>> start EXTRACT PROVIDED
In the context of our study we are interested in cosmological equations of the form found in Eq. (10) which can be described by two dimensional dynamical system. Thus for convenience and notational simplicity we introduce the vector state x, vector parameter \(\alpha \) and vector function f defined as follows,

$$\begin{aligned} x\equiv & {} \left[ x_1, x_2\right] ^T = \left[ {\tilde{H}}, {\tilde{\rho }}\right] ^T, \quad \alpha \equiv \left[ \omega , {\tilde{\Lambda }}, {\tilde{\xi }}\right] ^T, \nonumber \\&f\left( x,\alpha \right) = \left[ f_1\left( x,\alpha \right) , f_2\left( x,\alpha \right) \right] ^T \end{aligned}$$

(13)

The system of equations given in Eq. (10) can be written compactly as,

$$\begin{aligned} {\dot{x}}= & {} f\left( x,\alpha \right) ,\;\; \text{ where }\;\; {\dot{x}}\equiv {d x \over d{\tilde{t}}}\equiv \left[ {dx_1 \over d{\tilde{t}}}, {dx_2 \over d{\tilde{t}}}\right] ^T\nonumber \\ f_1\left( x,\alpha \right)= & {} - x_1^2 - {1\over 6}\,x_2\,\left( 1 + 3\,\omega \right) + 3\,{\tilde{\xi }}\,x_1 + {{\tilde{\Lambda }}\over 3},\nonumber \\ f_2\left( x,\alpha \right)= & {} -3\,x_1\,x_2 \left( 1 + \omega \right) + 18\,{\tilde{\xi }}\,x_1^2. \end{aligned}$$

(14)

3.1 Fixed point analysis and classification

A natural question one might ask is whether these flow lines can go indefinitely to an infinite values of x, or they can end at some special points or curves? Also, how long it takes to reach either the infinite value of x or the finite fixed points, do we need the full analytic or numerical solution to answer these questions or there are quantitative methods one can follow to draw these important information about the system.

To answer the above questions we need to study the “fixed points” of the system, or the points (or possibly curves) that satisfy \(f( x)=0\). If our system starts exactly at a fixed point it will remain there forever. In fact, they are the equilibrium points of the dynamical system, which could be stable, unstable or saddle equilibrium points. In order to understand the behavior of the system around these points, one have to study the behavior of small linear perturbation around the fixed point under consideration to test the stability of such a point.
>> end EXTRACT PROVIDED
>> start EXTRACTED INFORMATION
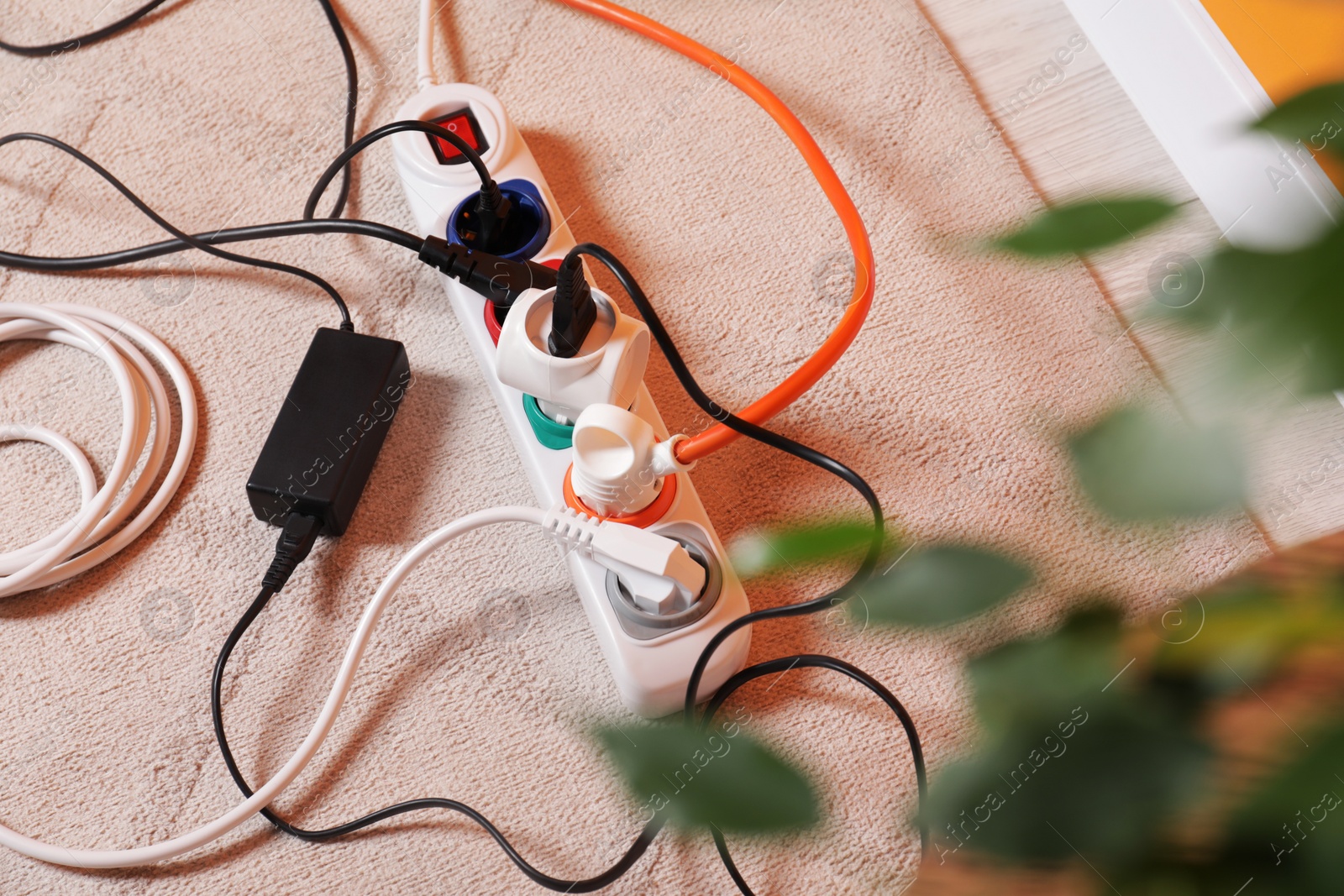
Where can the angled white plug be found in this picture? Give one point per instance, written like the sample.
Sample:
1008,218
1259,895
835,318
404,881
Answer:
658,571
608,369
618,463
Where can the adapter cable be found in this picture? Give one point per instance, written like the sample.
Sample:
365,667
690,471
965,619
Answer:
295,542
613,544
125,22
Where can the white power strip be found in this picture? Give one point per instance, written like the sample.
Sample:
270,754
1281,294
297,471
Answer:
651,664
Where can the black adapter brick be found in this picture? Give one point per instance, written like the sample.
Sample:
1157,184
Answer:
322,449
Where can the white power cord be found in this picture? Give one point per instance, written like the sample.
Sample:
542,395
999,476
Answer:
104,523
425,49
638,548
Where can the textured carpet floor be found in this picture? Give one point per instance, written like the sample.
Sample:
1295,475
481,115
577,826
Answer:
484,679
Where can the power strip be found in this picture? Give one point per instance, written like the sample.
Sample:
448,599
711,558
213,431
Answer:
651,658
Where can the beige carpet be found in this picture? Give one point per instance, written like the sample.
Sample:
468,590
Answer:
484,678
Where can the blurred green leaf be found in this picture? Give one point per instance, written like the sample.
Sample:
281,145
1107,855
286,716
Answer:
1101,781
806,543
942,584
1294,819
1137,466
1243,636
699,779
1035,680
1284,309
1085,226
1312,117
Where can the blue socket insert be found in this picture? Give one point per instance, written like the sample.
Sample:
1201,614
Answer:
528,230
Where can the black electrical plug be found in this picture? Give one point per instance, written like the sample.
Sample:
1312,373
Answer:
496,278
492,210
573,312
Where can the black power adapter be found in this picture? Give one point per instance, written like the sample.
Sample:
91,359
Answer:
322,449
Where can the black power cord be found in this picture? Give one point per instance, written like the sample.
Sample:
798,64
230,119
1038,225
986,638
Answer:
492,206
387,130
125,22
84,40
296,540
187,239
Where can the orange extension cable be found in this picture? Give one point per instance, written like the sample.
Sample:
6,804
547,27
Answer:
824,359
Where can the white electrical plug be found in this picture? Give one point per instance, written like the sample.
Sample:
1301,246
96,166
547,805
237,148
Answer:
659,573
608,369
618,463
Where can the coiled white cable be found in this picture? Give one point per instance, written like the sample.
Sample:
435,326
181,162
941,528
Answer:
340,688
104,524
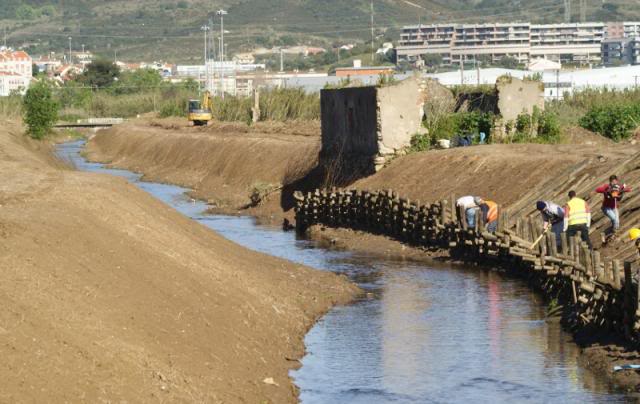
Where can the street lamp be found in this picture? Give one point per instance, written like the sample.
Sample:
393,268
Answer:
222,13
205,28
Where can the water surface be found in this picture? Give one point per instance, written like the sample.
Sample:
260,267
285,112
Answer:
427,334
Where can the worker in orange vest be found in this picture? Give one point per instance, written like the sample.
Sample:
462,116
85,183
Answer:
489,211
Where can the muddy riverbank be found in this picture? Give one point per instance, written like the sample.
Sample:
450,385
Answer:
383,348
110,295
510,174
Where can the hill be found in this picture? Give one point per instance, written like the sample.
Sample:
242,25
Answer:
170,30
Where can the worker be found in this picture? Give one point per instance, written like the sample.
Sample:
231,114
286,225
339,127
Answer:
469,205
634,235
552,217
613,193
577,218
489,211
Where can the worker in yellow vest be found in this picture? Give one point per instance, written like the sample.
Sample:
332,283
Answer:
489,211
577,218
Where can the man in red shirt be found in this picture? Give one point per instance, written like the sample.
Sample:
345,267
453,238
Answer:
613,193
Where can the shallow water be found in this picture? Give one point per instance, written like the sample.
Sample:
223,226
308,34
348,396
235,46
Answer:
427,334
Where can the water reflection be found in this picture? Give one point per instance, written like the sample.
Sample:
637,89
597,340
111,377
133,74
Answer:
431,334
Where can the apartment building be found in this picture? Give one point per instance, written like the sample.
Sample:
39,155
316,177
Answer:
621,51
625,29
568,43
15,71
576,43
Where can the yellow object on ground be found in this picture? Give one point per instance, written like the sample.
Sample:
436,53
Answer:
200,111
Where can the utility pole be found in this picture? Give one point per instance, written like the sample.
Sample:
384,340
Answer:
372,35
281,60
558,85
205,28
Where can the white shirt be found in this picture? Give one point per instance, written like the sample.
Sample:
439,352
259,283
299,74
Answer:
466,202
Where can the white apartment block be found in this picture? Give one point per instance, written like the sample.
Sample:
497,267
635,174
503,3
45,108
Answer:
574,42
15,72
577,42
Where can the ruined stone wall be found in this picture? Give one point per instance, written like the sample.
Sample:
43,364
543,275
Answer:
363,126
400,115
516,96
349,122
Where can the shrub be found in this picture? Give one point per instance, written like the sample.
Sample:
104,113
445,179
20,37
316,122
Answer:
549,127
544,125
420,142
615,121
40,109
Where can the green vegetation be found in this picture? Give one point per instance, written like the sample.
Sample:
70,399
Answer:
11,106
537,127
611,113
615,121
99,73
40,109
285,104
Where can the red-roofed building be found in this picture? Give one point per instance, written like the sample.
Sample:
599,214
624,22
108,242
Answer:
15,71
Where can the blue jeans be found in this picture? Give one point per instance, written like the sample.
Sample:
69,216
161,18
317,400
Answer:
614,216
557,229
492,227
471,217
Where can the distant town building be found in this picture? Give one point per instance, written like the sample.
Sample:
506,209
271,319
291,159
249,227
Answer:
>> end EXTRACTED INFORMATION
**OBJECTIVES**
A – Render this sentence from the dynamical-systems excerpt in Spanish: "If our system starts exactly at a fixed point it will remain there forever."
B – Reproduce word for word the stretch of the dynamical-systems excerpt from "3.1 Fixed point" through "about the system.".
Nothing in the listing is needed here.

**CORRECT ANSWERS**
A – Si nuestro sistema comienza exactamente en un punto fijo, permanecerá allí para siempre.

B –
3.1 Fixed point analysis and classification

A natural question one might ask is whether these flow lines can go indefinitely to an infinite values of x, or they can end at some special points or curves? Also, how long it takes to reach either the infinite value of x or the finite fixed points, do we need the full analytic or numerical solution to answer these questions or there are quantitative methods one can follow to draw these important information about the system.